• WORK TO BE COMPLETED:
Copy the records, starting at the line that contains "Point to the nose tip" and running through the end, with both ends included. Multiply every answer coordinate by 1.95 and round to whole numbers, halves up, but leave the requests and their format samples as they are.

# start of TASK MATERIAL

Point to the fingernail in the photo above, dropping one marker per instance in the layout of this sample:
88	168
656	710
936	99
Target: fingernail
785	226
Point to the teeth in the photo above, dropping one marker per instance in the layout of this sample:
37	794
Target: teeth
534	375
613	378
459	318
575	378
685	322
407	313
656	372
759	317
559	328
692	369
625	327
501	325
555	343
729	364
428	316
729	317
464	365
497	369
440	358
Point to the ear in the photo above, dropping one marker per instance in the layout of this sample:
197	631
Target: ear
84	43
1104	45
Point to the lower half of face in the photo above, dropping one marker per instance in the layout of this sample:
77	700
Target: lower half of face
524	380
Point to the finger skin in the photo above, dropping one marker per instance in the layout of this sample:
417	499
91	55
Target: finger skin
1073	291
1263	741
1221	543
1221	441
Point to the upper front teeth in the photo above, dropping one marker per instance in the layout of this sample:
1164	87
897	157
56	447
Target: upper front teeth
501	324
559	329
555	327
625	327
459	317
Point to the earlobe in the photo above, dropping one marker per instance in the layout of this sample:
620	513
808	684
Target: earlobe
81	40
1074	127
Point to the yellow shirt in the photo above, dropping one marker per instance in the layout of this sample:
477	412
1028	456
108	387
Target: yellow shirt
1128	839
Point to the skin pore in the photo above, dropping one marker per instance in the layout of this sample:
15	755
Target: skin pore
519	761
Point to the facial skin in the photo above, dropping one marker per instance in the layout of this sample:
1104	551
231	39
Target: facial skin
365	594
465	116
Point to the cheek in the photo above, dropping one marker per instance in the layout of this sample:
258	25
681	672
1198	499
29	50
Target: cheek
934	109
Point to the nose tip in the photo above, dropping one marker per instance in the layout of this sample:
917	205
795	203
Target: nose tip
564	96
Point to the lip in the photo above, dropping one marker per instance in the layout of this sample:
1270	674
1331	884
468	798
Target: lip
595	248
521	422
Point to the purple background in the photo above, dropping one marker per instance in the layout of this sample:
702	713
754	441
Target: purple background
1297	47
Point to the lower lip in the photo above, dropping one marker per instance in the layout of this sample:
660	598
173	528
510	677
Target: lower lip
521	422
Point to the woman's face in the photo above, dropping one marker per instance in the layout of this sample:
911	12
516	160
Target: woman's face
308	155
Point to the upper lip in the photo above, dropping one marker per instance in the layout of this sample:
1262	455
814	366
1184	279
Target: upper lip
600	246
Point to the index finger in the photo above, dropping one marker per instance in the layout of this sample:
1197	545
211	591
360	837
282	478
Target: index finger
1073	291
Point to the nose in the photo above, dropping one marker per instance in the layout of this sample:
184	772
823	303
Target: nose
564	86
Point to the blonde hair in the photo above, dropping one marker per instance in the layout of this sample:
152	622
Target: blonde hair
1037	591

# end of TASK MATERIAL

• TASK RESULT:
Point to the nose tip in the photo above, dropping one marker per instance in the layout of this sample:
917	205
795	203
Target: nose tip
1100	187
Point to the lip in the photo above, dropping one marker per instance in the layout of this sample:
1270	674
1331	884
468	798
Target: lip
1160	484
1016	823
Point to the purple background in the photo above, dropping one marker per instance in the layout of this sample:
702	713
754	441
Target: purple background
2529	92
Point to the lower lip in the photo above, dropping one marker per instance in the layout of this sample:
660	598
173	528
510	677
Target: lower lip
1016	823
Point to the woman's face in the photo above, dropping one marker per instance in the layout of this sample:
911	12
516	160
Target: woman's face
601	302
Point to the upper lip in the photo above, dropping one marker per instance in the layout of this sample:
1262	455
814	366
1184	279
Target: upper lip
1170	480
Point to the index finger in the photo above, dropping one marker per instance in the layout of this sample:
1197	545
211	591
360	837
282	478
Target: index finger
2092	567
Point to the nose in the photo above, dropping one marker per instance in the layout of this sample:
184	772
823	303
Target: nose
1100	168
Point to the blonde hair in the photo above, dropping one marker per instance in the layout of this sample:
152	622
Target: blonde hair
2022	1152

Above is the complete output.